*** Block opens ***

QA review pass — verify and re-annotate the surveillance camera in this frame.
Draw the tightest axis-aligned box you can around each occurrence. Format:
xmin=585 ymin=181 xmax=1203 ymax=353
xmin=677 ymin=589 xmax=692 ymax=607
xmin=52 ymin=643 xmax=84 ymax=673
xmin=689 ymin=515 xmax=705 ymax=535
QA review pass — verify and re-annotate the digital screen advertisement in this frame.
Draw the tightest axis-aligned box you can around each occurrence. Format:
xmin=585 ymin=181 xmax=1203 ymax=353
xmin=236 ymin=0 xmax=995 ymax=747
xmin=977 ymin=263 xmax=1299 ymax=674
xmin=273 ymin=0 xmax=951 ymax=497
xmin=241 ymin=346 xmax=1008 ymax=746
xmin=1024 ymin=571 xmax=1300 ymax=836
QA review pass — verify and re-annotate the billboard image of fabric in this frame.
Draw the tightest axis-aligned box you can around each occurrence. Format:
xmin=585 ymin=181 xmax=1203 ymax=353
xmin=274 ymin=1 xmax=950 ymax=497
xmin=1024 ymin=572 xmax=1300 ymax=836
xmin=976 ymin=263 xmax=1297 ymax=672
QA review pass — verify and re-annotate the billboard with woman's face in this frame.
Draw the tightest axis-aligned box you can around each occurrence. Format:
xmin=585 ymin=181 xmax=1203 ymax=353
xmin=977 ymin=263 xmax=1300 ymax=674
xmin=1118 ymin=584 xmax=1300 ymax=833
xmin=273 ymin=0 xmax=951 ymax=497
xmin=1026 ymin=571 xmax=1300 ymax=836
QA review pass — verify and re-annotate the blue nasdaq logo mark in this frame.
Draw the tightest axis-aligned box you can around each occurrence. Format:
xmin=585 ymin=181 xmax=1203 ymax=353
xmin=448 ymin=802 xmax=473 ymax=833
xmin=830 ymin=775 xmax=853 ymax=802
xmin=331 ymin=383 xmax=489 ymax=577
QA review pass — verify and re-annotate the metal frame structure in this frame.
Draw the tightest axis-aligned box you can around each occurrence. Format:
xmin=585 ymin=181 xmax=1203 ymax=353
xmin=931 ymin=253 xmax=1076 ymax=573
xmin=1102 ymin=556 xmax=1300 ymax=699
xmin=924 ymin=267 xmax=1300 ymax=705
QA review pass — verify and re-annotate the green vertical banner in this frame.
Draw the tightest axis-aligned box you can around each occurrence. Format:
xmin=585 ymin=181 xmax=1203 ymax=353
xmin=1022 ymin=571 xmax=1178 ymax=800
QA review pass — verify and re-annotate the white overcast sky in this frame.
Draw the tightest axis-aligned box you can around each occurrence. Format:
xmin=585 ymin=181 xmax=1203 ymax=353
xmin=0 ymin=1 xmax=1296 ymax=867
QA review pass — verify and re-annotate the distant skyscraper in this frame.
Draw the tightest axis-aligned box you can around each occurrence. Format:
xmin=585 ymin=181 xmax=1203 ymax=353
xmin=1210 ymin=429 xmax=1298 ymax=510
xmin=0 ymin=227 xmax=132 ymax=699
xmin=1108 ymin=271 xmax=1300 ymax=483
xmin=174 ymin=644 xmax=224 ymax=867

*** Block closes ***

**Problem to solve:** Copy out the records once more, exactly as they are written.

**Answer to the exercise:**
QA review pass — verify and re-annotate the surveillance camera in this frame.
Draw the tightest axis-aligned box you can around each occurrence. Format:
xmin=585 ymin=181 xmax=1203 ymax=353
xmin=677 ymin=589 xmax=692 ymax=607
xmin=52 ymin=643 xmax=84 ymax=673
xmin=689 ymin=515 xmax=705 ymax=535
QA review pass — verify and re-annotate the digital screen advertisement in this frame.
Draw the tightest axis-aligned box you can around each occurrence. Format:
xmin=585 ymin=181 xmax=1203 ymax=353
xmin=236 ymin=0 xmax=995 ymax=747
xmin=977 ymin=263 xmax=1299 ymax=674
xmin=273 ymin=0 xmax=951 ymax=497
xmin=241 ymin=346 xmax=1008 ymax=746
xmin=1024 ymin=571 xmax=1300 ymax=836
QA review pass — verify and re-annotate the billboard image of fabric in this frame.
Draw the tightest axis-aligned box you can around each occurrence. Format:
xmin=585 ymin=181 xmax=1203 ymax=353
xmin=274 ymin=1 xmax=950 ymax=497
xmin=1024 ymin=572 xmax=1300 ymax=836
xmin=976 ymin=263 xmax=1297 ymax=672
QA review pass — verify and re-annotate the billboard with woman's face in this frame.
Draw the tightest axis-aligned box you can around each occurrence. Format:
xmin=585 ymin=181 xmax=1203 ymax=353
xmin=977 ymin=263 xmax=1300 ymax=674
xmin=1118 ymin=584 xmax=1300 ymax=833
xmin=273 ymin=0 xmax=951 ymax=497
xmin=1026 ymin=571 xmax=1300 ymax=836
QA review pass — verify and re-annotate the blue nasdaq logo mark in this frame.
Draw the tightest axis-aligned box you can around each occurrence. Format:
xmin=585 ymin=181 xmax=1203 ymax=353
xmin=448 ymin=802 xmax=473 ymax=833
xmin=830 ymin=775 xmax=853 ymax=802
xmin=331 ymin=383 xmax=489 ymax=577
QA review pass — verify and re-annotate the metal frame structure in this frame.
Draw the tightest axis-aligned box you can around each occurrence. Format:
xmin=585 ymin=181 xmax=1203 ymax=353
xmin=931 ymin=253 xmax=1076 ymax=573
xmin=1102 ymin=556 xmax=1300 ymax=699
xmin=924 ymin=267 xmax=1300 ymax=705
QA review pass — verify and re-annotate the green vertical banner in this frame.
Draw the tightest axis-aligned box you can around each occurrence. Format:
xmin=585 ymin=181 xmax=1203 ymax=353
xmin=1022 ymin=571 xmax=1178 ymax=800
QA review pass — verify and re-annotate the white overcast sky in this frame.
Draw the tightest axis-aligned box you can around each occurrence. Format:
xmin=585 ymin=181 xmax=1203 ymax=353
xmin=0 ymin=1 xmax=1296 ymax=867
QA review pass — verify and re-annotate the distant skyscraper in this frame.
Draw the tightest axis-aligned box you can around each occurrence. Format:
xmin=585 ymin=181 xmax=1203 ymax=353
xmin=1210 ymin=429 xmax=1298 ymax=510
xmin=0 ymin=227 xmax=132 ymax=699
xmin=1108 ymin=271 xmax=1300 ymax=483
xmin=174 ymin=644 xmax=224 ymax=867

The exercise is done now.